──────── THE RECORDS
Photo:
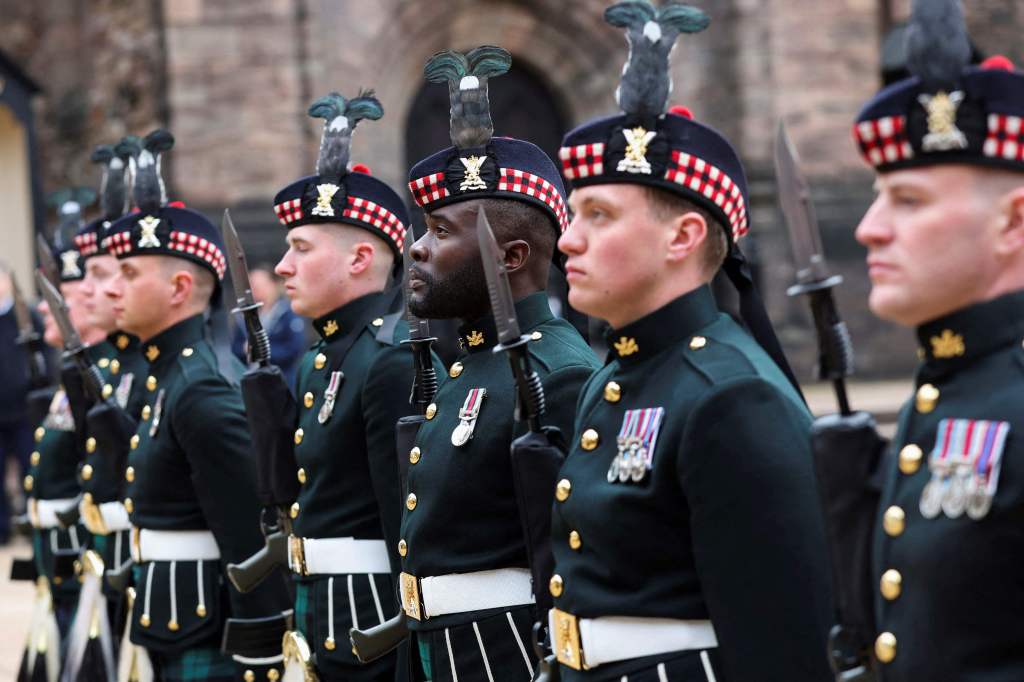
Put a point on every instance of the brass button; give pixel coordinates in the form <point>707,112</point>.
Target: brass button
<point>612,391</point>
<point>909,459</point>
<point>891,585</point>
<point>885,647</point>
<point>894,520</point>
<point>927,396</point>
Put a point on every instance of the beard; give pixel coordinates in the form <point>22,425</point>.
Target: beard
<point>460,294</point>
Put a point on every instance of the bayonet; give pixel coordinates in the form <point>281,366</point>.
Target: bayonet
<point>813,276</point>
<point>259,343</point>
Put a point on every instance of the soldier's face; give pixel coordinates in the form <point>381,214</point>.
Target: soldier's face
<point>99,307</point>
<point>446,278</point>
<point>930,237</point>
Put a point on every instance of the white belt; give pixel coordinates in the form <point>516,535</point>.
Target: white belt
<point>43,513</point>
<point>332,556</point>
<point>457,593</point>
<point>586,643</point>
<point>150,545</point>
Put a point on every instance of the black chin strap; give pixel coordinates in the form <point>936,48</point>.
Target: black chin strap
<point>753,311</point>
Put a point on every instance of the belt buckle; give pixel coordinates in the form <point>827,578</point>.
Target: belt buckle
<point>411,596</point>
<point>565,639</point>
<point>297,555</point>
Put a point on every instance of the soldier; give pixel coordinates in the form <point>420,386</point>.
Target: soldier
<point>189,488</point>
<point>945,256</point>
<point>466,587</point>
<point>686,539</point>
<point>345,233</point>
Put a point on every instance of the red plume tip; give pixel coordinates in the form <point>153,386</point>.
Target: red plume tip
<point>684,112</point>
<point>997,62</point>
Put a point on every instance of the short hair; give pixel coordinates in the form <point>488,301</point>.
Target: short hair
<point>665,205</point>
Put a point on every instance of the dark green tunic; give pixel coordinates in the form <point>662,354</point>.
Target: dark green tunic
<point>950,587</point>
<point>724,524</point>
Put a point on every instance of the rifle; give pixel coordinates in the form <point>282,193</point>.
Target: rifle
<point>846,446</point>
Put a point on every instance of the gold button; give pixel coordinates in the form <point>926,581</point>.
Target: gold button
<point>885,647</point>
<point>891,585</point>
<point>927,396</point>
<point>612,391</point>
<point>909,459</point>
<point>894,520</point>
<point>562,489</point>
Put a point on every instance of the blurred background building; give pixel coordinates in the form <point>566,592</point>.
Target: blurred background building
<point>231,79</point>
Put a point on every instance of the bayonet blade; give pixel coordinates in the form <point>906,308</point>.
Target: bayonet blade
<point>502,303</point>
<point>419,329</point>
<point>795,199</point>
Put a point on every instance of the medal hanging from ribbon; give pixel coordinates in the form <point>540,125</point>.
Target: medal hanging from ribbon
<point>637,439</point>
<point>467,417</point>
<point>965,466</point>
<point>330,395</point>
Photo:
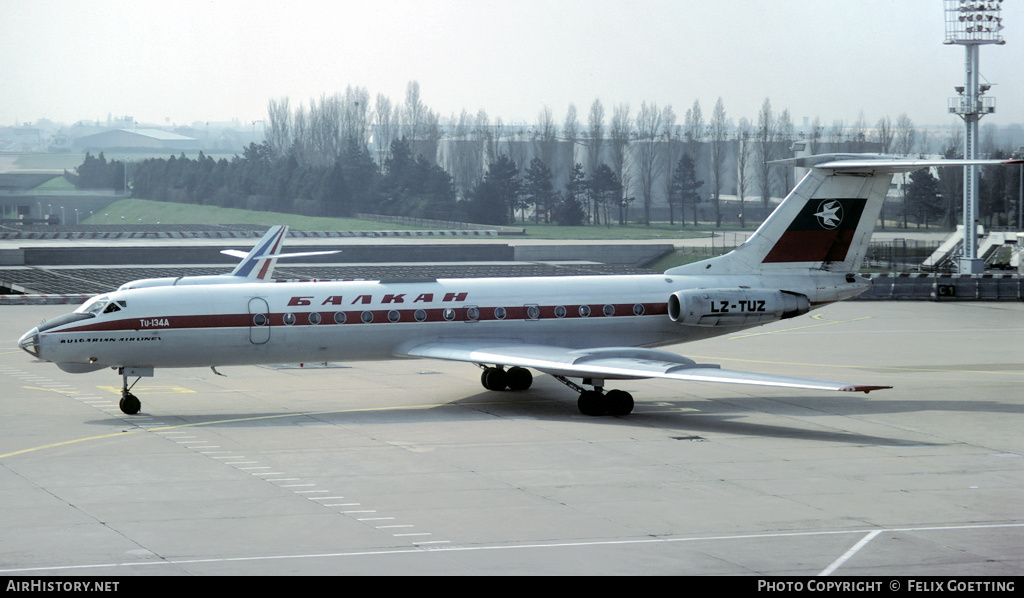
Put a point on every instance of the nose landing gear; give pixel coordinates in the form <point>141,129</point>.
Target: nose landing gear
<point>130,404</point>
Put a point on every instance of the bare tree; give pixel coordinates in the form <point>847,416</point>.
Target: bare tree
<point>817,134</point>
<point>783,147</point>
<point>546,136</point>
<point>649,165</point>
<point>671,151</point>
<point>767,134</point>
<point>693,129</point>
<point>835,135</point>
<point>619,139</point>
<point>743,151</point>
<point>414,113</point>
<point>384,128</point>
<point>570,132</point>
<point>858,133</point>
<point>280,131</point>
<point>905,141</point>
<point>884,129</point>
<point>718,131</point>
<point>595,138</point>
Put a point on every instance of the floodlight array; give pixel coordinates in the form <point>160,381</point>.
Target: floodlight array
<point>974,22</point>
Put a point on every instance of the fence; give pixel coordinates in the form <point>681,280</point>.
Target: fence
<point>945,288</point>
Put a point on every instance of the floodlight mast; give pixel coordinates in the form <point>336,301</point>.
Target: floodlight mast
<point>972,24</point>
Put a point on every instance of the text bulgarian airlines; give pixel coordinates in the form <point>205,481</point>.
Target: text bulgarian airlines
<point>368,299</point>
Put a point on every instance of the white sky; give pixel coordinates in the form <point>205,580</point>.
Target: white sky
<point>176,61</point>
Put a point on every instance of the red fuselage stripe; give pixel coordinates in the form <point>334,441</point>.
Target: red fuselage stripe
<point>404,315</point>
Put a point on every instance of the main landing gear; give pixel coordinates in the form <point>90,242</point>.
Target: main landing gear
<point>591,402</point>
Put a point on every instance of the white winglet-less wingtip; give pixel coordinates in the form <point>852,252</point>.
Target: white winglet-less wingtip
<point>591,329</point>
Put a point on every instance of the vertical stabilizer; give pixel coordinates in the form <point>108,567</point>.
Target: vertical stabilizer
<point>825,223</point>
<point>258,263</point>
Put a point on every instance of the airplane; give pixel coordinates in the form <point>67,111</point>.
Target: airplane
<point>592,329</point>
<point>256,266</point>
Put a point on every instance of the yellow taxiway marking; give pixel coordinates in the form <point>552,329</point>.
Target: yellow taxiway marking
<point>152,389</point>
<point>815,316</point>
<point>212,423</point>
<point>51,390</point>
<point>937,369</point>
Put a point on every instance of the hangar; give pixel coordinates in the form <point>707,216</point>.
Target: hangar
<point>136,139</point>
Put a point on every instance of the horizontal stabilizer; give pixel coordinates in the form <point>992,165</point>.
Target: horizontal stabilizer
<point>242,255</point>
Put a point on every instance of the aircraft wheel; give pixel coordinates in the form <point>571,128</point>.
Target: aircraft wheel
<point>620,402</point>
<point>130,404</point>
<point>494,379</point>
<point>592,402</point>
<point>518,378</point>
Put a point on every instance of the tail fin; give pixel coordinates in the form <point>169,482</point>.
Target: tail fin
<point>258,263</point>
<point>825,223</point>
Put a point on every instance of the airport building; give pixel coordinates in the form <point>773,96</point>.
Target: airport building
<point>136,139</point>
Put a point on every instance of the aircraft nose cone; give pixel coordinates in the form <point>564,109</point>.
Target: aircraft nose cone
<point>30,342</point>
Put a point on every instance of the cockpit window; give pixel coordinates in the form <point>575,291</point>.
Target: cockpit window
<point>101,304</point>
<point>94,306</point>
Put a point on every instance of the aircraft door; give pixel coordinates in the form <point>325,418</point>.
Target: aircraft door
<point>259,321</point>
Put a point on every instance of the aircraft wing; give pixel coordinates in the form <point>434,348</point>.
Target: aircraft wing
<point>612,362</point>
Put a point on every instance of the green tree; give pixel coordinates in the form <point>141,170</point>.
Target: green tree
<point>569,210</point>
<point>605,190</point>
<point>538,189</point>
<point>495,200</point>
<point>923,198</point>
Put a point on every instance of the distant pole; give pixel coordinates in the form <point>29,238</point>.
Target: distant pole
<point>971,24</point>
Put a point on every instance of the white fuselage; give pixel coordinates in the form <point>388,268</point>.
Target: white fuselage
<point>252,324</point>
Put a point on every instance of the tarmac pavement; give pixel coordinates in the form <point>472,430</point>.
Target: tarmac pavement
<point>412,468</point>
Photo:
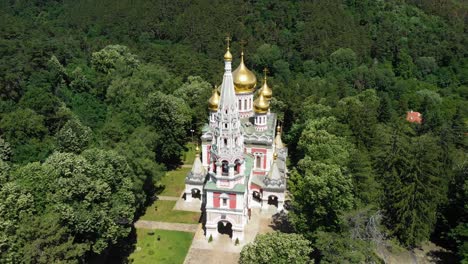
────────────────
Tally the lines above that contain the string "marking", with case counting, and give only the number.

2